▶ [Your tasks]
1) For each statement, answer yes or no on whether it agrees with the birthday blog post, and quote the words of the post that decide it: (a) the writer has reached the age of thirty; (b) the writer says keeping people at arm's length is rarely necessary; (c) the passage says the members of one body all share the same function.
2) Carry on the birthday blog post from the point where it stops.

▶ [Supplied passage]

------------------------------------------------------------------------

I didn’t get to this age of thirty without a lot of lessons, and I’m sure there’s still more to come. I planned on doing a birthday blog of an entirely different nature than this is about to be. As the clock struck 7:00 PM I was once again confronted with a feeling I’ve become intimate with over the years, one can be surrounded by a crowd but totally alone.
In my thirty years I’ve learned how to keep people at arm’s length when necessary, which sadly happens to be more often than not. Now forgive me, at this point I may go off on a tangent or two…
Humble Service in the Body of Christ
3 For by the grace given me I say to every one of you: Do not think of yourself more highly than you ought, but rather think of yourself with sober judgment, in accordance with the faith God has distributed to each of you. 4 For just as each of us has one body with many members, and these members do not all have the same function, 5 so in Christ we, though many, form one body, and each member belongs to all the others. 6 We have different gifts, according to the grace given to each of us. If your gift is prophesying, then prophesy in accordance with your[a] faith; 7 if it is serving, then serve; if it is teaching, then teach; 8 if it is to encourage, then give encouragement; if it is giving, then give generously; if it is to lead,[b] do it diligently; if it is to show mercy, do it cheerfully.

------------------------------------------------------------------------

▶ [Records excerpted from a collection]

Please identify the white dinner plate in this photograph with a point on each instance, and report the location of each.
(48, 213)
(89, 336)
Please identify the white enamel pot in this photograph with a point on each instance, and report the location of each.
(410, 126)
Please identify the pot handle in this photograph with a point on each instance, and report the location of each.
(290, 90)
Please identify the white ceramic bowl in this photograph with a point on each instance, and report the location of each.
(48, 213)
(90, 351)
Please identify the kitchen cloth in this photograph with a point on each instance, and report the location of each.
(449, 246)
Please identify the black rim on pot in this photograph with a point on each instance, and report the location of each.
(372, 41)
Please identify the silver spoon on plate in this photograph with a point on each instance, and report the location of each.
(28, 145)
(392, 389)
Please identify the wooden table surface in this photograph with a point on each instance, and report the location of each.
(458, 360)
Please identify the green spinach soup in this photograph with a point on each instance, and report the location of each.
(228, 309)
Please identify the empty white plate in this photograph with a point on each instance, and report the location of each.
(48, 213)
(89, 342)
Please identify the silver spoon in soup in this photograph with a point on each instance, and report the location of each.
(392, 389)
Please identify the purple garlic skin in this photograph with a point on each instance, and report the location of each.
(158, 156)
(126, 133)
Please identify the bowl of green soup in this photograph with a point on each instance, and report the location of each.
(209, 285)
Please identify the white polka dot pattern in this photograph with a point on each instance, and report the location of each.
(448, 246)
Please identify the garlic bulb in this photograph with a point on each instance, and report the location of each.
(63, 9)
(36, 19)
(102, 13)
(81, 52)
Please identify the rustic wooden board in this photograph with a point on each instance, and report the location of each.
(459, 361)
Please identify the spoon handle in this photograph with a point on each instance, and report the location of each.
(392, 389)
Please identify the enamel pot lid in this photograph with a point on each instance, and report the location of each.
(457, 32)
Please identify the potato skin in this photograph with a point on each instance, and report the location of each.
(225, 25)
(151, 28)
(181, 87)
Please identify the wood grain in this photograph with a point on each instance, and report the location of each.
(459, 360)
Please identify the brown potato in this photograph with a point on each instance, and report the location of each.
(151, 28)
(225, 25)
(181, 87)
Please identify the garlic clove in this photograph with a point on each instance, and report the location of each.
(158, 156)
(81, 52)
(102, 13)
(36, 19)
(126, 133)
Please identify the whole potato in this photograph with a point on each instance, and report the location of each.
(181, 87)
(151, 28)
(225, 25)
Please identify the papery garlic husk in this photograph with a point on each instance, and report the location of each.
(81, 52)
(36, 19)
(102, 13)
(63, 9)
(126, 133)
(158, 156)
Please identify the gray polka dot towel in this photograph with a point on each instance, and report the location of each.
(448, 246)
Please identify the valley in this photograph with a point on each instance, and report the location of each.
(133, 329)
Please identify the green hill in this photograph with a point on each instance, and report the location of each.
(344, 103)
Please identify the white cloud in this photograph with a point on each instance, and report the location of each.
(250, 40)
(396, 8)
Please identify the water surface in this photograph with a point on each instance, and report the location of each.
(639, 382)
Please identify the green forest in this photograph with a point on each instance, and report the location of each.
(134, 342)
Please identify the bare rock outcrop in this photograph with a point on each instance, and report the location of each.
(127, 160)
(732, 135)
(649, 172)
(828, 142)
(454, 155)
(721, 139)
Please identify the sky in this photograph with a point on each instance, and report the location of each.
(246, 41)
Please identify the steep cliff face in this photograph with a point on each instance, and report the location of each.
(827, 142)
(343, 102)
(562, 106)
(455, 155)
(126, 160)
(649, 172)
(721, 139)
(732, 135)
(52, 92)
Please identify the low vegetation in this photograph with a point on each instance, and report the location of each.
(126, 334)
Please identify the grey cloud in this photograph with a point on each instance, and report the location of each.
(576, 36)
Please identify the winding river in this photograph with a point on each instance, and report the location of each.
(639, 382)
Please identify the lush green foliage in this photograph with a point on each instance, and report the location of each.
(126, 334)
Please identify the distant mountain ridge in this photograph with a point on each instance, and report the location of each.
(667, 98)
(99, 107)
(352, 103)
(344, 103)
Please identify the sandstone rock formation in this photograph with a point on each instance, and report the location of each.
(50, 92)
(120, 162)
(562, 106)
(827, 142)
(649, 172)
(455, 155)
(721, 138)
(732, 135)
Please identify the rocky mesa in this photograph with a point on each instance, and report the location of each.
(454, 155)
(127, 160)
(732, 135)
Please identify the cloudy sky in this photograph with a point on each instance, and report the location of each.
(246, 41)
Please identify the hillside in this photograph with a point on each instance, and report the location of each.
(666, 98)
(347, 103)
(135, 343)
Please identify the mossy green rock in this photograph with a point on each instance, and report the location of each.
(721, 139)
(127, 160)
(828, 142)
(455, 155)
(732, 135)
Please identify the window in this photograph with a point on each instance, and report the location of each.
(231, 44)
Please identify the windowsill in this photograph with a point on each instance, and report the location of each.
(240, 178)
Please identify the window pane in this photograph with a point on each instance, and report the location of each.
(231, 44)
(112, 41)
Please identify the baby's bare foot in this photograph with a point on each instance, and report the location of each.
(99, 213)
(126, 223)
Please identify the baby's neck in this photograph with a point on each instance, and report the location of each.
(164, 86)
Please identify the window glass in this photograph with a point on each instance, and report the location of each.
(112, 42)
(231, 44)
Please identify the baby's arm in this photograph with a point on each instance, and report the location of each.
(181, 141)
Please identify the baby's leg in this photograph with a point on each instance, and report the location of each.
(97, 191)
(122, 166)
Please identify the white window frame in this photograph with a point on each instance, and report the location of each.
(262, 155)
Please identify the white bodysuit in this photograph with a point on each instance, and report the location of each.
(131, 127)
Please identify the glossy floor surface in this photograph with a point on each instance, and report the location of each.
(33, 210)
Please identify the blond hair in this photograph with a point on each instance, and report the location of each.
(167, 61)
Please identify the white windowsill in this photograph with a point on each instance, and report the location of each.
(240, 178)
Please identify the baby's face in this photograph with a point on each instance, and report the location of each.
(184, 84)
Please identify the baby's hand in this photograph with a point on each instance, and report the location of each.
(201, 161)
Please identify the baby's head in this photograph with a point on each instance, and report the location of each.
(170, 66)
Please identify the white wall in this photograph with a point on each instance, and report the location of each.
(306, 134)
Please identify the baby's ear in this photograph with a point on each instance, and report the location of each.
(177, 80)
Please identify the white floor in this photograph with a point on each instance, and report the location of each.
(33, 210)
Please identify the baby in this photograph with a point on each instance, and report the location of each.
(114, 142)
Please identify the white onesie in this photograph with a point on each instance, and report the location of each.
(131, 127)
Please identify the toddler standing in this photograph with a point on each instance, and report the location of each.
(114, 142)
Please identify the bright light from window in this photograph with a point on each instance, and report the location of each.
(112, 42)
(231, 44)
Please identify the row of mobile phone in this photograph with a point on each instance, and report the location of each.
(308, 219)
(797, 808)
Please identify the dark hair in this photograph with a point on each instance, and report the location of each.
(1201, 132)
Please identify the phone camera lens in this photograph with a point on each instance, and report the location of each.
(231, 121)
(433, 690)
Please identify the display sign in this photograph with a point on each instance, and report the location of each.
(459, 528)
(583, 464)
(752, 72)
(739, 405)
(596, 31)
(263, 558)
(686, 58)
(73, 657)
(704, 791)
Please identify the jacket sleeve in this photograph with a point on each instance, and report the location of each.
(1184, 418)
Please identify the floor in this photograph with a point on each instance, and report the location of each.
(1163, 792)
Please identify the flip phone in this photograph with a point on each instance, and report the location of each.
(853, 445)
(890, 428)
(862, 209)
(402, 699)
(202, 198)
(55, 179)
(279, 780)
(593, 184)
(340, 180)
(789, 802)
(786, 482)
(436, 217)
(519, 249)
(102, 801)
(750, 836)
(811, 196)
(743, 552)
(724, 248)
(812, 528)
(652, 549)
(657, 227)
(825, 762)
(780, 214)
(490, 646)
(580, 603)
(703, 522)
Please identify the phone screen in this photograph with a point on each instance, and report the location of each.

------------------------------------------------------------------------

▶ [Answers for this exercise]
1)
(a) Yes: "age of thirty without a lot of lessons"
(b) No: "which sadly happens to be more often than not"
(c) No: "these members do not all have the same function"

2)
Love in Action
9 Love must be sincere. Hate what is evil; cling to what is good. 10 Be devoted to one another in love. Honor one another above yourselves. 11 Never be lacking in zeal, but keep your spiritual fervor, serving the Lord. 12 Be joyful in hope, patient in affliction, faithful in prayer. 13 Share with the Lord’s people who are in need. Practice hospitality.
14 Bless those who persecute you; bless and do not curse. 15 Rejoice with those who rejoice; mourn with those who mourn. 16 Live in harmony with one another. Do not be proud, but be willing to associate with people of low position.[c] Do not be conceited. (Romans 12: 3 – 16 NIV)
A few years ago I sat in a bible study on Spiritual Gifts and as the above mentioned scripture was read a thought came forcefully to me. Since we are expected to be good stewards of our resources (money, time, etc.) as a service to God, and good stewards of our spiritual gifts so as to edify the body, how does it translate to those who are gifted with kindness, mercy, encouragement, serving, giving? I examined myself, as I often do when confronted with the word of God, and realized that I was not indeed being a good steward. I was allowing some people in my life to take advantage of, abuse even, precious gifts that God gave me. Unfortunately for me that resulted in keeping people at arm’s length.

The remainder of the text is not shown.